* Aim of the exercise *
In the material below, some lines carry "plastic". Copy each such line.

━━━ Task data ━━━

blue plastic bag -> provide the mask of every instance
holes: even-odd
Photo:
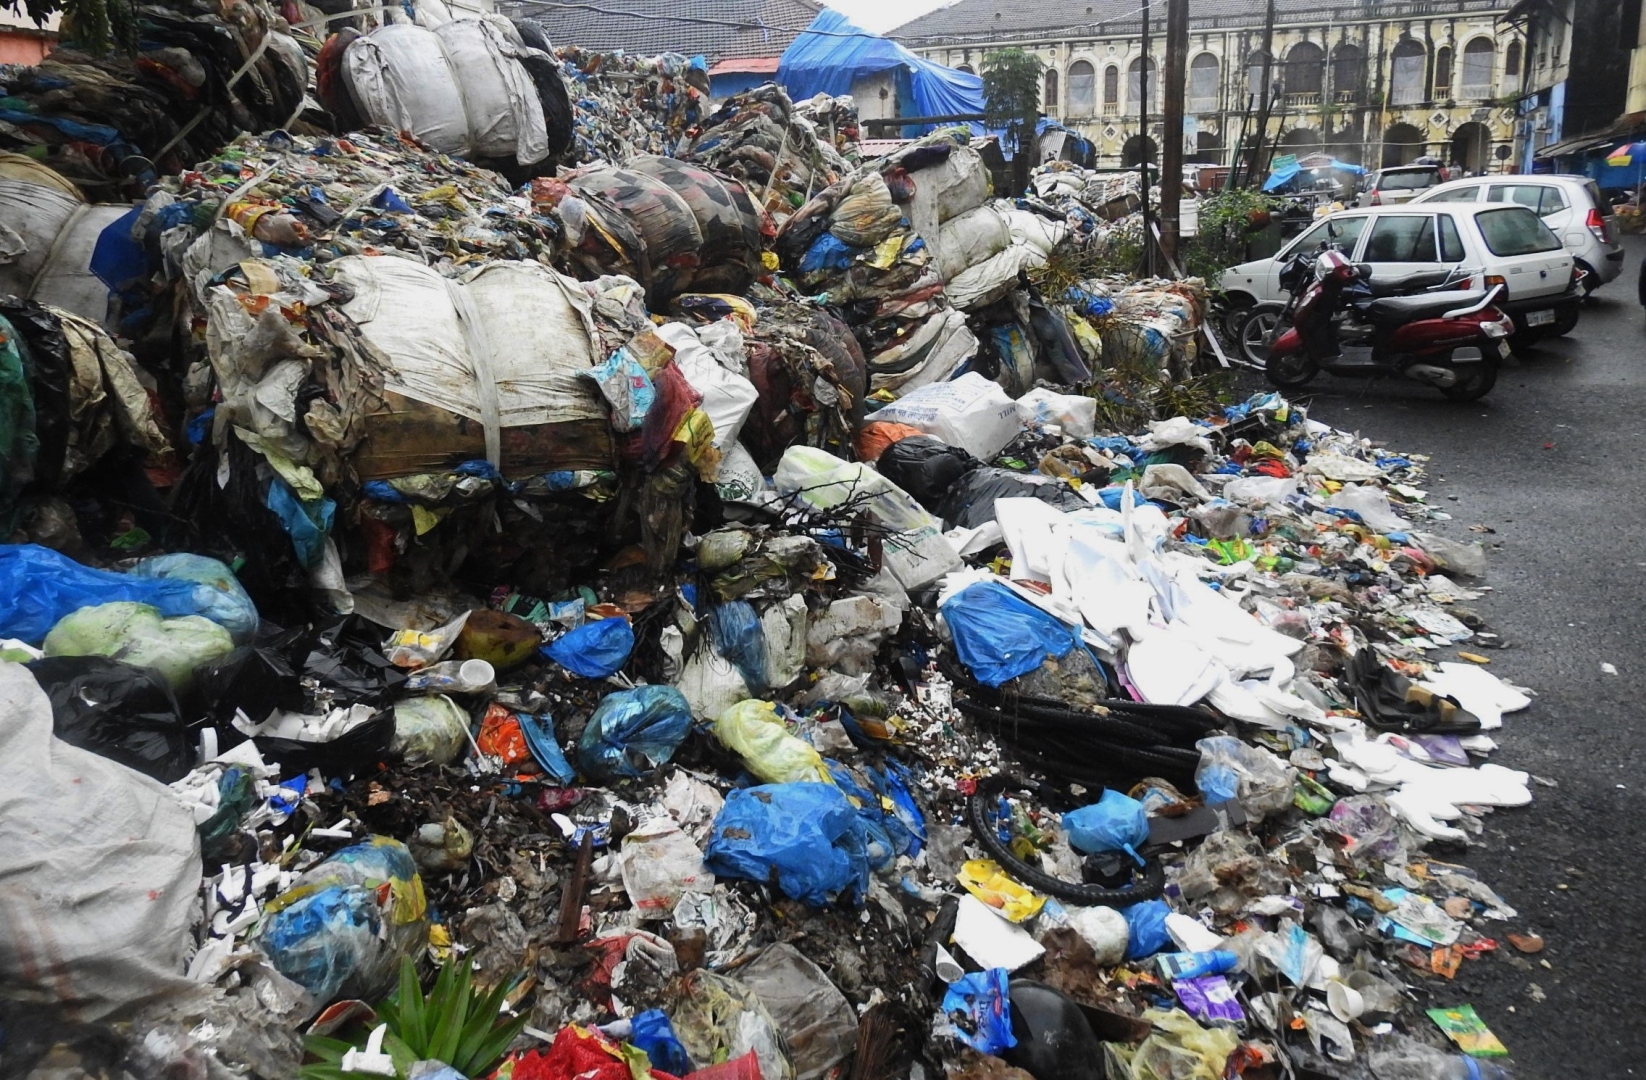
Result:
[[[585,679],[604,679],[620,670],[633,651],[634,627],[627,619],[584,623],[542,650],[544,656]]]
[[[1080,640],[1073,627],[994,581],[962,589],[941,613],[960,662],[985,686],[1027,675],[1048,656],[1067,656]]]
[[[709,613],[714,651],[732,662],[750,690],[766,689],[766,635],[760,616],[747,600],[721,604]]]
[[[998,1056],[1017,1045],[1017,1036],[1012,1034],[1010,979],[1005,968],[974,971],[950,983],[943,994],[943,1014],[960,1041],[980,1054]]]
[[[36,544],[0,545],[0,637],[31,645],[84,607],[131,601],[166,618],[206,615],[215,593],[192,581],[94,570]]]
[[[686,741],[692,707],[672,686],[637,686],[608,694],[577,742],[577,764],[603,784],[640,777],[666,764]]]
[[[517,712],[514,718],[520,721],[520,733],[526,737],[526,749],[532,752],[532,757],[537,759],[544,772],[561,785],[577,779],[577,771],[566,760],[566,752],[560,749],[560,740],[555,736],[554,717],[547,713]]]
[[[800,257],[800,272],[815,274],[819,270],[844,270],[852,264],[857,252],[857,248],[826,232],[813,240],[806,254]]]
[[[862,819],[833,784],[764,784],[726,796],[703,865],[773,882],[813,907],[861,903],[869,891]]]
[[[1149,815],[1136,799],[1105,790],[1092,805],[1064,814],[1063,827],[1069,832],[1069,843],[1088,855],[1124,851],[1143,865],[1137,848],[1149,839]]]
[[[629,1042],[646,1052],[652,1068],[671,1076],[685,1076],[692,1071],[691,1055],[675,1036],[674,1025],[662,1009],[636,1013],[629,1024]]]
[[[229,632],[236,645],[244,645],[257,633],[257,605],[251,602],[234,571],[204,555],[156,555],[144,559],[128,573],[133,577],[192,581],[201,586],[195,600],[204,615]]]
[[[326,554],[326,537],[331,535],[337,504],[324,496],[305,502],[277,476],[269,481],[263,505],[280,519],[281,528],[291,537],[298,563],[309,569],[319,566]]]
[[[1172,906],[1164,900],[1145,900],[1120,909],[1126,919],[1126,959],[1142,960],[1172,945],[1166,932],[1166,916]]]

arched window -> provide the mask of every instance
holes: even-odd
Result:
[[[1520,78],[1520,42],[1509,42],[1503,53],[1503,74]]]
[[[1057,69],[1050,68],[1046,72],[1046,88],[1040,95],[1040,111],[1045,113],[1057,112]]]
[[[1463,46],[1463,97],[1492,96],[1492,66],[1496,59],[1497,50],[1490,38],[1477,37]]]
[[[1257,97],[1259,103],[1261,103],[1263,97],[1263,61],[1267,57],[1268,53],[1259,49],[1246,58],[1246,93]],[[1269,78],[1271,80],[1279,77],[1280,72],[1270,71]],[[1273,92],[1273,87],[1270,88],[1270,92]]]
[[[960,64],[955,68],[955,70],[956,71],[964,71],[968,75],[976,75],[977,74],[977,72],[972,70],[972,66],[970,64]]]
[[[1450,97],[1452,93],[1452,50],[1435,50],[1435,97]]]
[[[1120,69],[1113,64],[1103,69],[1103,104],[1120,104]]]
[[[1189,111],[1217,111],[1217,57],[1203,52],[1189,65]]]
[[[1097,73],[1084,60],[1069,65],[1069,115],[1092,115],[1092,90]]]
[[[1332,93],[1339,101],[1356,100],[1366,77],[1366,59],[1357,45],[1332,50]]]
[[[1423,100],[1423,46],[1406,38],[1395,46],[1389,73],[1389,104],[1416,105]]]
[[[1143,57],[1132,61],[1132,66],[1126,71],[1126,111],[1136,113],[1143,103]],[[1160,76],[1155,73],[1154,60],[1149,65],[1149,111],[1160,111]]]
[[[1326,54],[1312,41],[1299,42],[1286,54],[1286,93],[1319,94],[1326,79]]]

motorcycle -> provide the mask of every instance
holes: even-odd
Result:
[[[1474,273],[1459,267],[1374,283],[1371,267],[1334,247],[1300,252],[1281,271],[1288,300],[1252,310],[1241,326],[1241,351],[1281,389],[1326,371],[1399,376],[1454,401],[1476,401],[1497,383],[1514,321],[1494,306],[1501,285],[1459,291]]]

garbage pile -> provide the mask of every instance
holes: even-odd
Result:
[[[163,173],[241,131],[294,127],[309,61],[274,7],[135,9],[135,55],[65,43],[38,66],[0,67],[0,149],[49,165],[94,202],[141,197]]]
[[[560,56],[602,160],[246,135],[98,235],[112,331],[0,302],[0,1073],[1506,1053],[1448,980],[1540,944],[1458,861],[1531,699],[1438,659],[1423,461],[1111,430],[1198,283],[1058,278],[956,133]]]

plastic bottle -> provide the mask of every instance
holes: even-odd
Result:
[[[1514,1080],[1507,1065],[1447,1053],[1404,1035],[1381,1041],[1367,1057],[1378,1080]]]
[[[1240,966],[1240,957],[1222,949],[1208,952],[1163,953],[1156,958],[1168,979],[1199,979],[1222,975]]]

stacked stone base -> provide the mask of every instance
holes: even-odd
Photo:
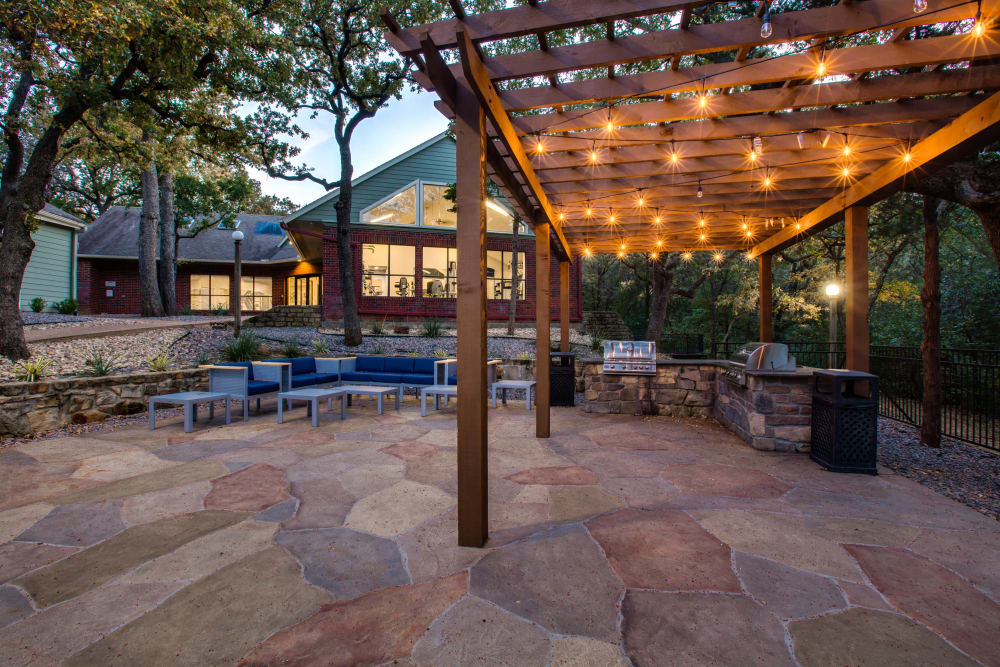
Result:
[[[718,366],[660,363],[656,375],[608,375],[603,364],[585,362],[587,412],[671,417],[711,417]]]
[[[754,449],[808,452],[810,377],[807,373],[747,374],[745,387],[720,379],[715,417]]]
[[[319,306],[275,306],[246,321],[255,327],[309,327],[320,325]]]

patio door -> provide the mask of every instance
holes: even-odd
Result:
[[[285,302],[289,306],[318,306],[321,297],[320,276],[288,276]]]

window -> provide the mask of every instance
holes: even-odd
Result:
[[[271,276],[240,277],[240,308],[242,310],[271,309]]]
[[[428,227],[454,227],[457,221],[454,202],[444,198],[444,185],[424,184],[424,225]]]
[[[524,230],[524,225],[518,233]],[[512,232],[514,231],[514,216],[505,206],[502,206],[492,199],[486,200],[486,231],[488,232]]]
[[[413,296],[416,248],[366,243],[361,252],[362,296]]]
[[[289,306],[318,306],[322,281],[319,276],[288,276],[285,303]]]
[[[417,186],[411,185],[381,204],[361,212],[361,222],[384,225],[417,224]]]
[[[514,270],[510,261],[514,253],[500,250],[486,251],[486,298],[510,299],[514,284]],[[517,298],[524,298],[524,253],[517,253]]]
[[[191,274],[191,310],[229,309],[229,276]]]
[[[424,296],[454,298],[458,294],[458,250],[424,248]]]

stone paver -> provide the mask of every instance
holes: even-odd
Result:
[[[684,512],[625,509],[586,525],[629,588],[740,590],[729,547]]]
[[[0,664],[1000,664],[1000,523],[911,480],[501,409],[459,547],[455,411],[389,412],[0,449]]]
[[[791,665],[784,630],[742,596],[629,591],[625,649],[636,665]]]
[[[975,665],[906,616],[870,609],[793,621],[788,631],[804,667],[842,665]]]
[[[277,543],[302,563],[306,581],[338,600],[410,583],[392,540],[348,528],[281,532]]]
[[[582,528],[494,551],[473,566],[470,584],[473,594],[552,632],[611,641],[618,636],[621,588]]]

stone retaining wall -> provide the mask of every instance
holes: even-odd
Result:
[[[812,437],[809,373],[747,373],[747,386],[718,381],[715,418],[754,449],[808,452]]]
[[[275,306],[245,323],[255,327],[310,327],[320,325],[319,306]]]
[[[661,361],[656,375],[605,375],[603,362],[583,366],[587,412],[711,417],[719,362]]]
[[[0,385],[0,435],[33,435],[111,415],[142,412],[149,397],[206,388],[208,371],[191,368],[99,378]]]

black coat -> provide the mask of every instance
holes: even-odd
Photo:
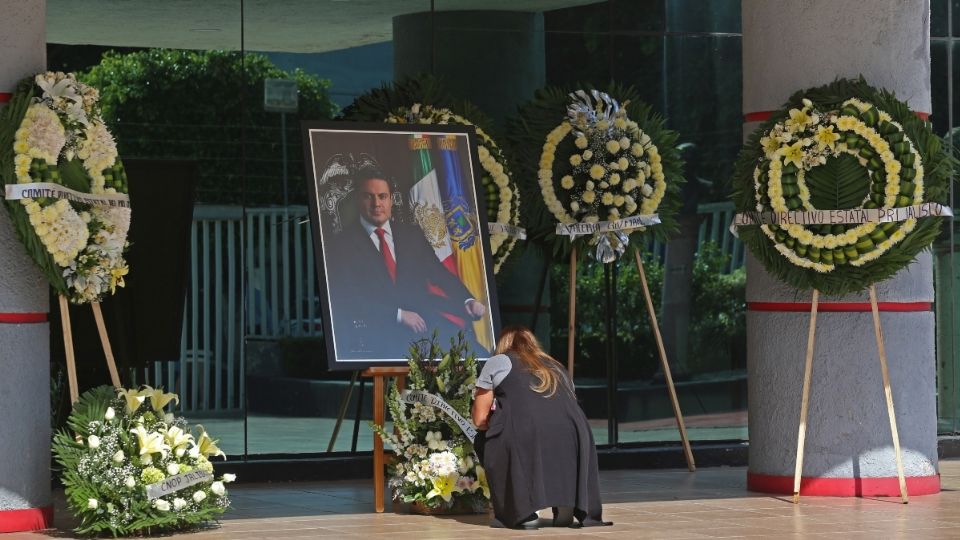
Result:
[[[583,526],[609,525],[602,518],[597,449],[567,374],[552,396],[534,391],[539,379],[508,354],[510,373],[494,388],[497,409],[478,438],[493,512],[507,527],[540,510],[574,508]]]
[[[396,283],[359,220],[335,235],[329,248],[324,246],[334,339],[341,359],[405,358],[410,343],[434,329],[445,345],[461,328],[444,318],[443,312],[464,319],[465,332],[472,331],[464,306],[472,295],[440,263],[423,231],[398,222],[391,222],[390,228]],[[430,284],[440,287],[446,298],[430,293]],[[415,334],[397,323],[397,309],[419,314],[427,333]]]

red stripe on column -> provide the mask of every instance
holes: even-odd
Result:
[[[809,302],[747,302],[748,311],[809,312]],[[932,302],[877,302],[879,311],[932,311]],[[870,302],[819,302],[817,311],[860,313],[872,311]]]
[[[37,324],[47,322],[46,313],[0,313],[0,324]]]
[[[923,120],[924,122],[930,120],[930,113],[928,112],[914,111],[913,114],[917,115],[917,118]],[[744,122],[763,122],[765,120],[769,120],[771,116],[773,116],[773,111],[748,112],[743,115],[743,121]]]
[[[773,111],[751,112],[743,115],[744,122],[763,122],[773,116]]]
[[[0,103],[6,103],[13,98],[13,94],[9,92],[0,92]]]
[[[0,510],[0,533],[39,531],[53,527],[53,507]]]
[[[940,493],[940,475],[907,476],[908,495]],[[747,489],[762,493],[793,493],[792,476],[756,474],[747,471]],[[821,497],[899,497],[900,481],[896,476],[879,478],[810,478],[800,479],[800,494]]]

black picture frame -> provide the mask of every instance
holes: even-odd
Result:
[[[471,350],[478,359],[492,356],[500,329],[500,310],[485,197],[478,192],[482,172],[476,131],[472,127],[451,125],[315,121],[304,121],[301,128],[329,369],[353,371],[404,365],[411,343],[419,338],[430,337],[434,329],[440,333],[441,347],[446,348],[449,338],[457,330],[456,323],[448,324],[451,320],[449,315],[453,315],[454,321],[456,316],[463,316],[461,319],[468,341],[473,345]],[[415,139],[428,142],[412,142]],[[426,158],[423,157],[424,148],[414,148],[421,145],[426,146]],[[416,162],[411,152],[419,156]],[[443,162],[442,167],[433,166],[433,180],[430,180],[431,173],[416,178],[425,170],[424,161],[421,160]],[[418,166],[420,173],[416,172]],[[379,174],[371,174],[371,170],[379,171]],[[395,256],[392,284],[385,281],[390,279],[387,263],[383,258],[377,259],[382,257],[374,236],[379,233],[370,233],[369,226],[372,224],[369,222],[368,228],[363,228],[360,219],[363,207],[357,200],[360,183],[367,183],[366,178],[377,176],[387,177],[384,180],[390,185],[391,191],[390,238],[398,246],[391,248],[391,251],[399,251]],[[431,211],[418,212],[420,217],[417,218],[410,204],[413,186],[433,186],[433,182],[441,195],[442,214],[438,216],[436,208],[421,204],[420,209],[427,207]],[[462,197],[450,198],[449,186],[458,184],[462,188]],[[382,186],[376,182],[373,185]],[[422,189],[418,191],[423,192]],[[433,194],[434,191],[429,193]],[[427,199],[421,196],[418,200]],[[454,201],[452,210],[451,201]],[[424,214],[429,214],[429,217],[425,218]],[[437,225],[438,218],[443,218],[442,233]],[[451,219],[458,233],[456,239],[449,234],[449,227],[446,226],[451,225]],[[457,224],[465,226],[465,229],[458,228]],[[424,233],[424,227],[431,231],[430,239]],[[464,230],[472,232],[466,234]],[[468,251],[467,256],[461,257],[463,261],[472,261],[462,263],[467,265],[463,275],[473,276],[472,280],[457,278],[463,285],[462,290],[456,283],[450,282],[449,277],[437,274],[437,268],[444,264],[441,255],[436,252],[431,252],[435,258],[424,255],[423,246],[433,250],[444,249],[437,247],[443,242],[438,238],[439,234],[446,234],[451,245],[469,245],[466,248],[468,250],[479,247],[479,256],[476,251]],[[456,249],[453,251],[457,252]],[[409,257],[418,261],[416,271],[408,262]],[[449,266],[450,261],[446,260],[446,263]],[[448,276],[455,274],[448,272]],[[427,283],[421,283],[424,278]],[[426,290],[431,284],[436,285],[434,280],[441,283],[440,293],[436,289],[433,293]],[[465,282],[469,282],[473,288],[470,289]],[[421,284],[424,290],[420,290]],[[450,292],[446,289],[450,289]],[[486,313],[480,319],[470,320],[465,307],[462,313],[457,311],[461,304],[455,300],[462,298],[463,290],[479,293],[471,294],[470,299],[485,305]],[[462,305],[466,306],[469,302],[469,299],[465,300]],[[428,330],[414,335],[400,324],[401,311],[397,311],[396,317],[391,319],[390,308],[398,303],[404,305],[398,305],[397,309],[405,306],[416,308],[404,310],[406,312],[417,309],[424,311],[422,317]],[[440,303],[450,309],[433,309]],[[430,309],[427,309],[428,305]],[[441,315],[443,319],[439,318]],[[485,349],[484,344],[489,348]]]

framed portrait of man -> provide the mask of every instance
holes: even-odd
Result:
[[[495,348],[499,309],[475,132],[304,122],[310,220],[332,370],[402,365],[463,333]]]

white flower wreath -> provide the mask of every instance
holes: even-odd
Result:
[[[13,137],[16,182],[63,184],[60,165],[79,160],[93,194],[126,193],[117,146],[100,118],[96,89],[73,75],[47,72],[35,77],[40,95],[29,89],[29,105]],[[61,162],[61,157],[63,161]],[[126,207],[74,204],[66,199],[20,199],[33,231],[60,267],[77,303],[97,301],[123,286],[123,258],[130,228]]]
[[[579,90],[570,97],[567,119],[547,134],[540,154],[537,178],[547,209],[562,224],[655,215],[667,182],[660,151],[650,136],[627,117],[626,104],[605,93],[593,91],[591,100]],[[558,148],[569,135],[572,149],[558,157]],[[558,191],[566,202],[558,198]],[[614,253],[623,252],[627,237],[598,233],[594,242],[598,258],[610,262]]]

━━━

* Finished task *
blue plastic bag -> provide the mask of every instance
plastic bottle -> provide the mask of every instance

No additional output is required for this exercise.